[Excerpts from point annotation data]
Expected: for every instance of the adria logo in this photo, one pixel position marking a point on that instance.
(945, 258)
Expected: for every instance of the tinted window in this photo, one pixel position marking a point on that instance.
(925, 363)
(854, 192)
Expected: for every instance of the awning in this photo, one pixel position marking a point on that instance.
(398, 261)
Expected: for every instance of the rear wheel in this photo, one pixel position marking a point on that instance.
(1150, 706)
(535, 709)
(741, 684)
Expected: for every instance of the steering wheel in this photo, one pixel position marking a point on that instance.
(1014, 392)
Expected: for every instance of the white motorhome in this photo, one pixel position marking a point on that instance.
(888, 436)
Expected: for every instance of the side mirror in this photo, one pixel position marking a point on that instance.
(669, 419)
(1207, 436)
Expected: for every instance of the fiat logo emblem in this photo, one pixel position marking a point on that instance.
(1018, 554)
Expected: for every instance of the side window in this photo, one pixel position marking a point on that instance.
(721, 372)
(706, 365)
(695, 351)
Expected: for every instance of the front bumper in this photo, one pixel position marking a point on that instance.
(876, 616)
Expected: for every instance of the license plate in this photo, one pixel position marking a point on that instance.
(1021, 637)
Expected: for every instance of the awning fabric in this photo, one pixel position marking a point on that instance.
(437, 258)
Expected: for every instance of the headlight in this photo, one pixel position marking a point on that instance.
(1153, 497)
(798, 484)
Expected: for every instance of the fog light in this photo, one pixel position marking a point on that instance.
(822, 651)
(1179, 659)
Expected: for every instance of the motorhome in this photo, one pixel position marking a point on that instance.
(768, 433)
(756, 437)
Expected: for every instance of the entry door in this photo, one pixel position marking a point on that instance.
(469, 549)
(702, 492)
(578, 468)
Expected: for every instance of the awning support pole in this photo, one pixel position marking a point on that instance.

Task brief
Scale the coordinates in the listing above, beginning at the line that has "Expected: for every instance of the awning in" and stopping after the line that has "(1018, 554)". Write out every line of that stretch again, with the request lines unchanged and each coordinate value multiplied by 2.45 and rounded to a whole number, halves going up.

Response to the exercise
Expected: for every instance of the awning in this photo, one pixel position marking a point on that instance.
(975, 639)
Expected: for every instance of the rear wheel in this photo, one pixel position marking a point on that instance.
(2818, 1730)
(1311, 1737)
(1815, 1676)
Expected: for every instance of the steering wheel in this photo, one pixel position marking a point on that instance.
(2484, 960)
Expected: for every instance of the white motorhome in this photo, one pixel position marking a point on that instance.
(2176, 1068)
Expected: for every instance of the side mirror in this photo, one pixel position marking a point on that instance.
(1639, 1027)
(2957, 1068)
Expected: for every instance of the fiat logo emblem in this photo, one pixel position marking a point on that instance.
(2494, 1357)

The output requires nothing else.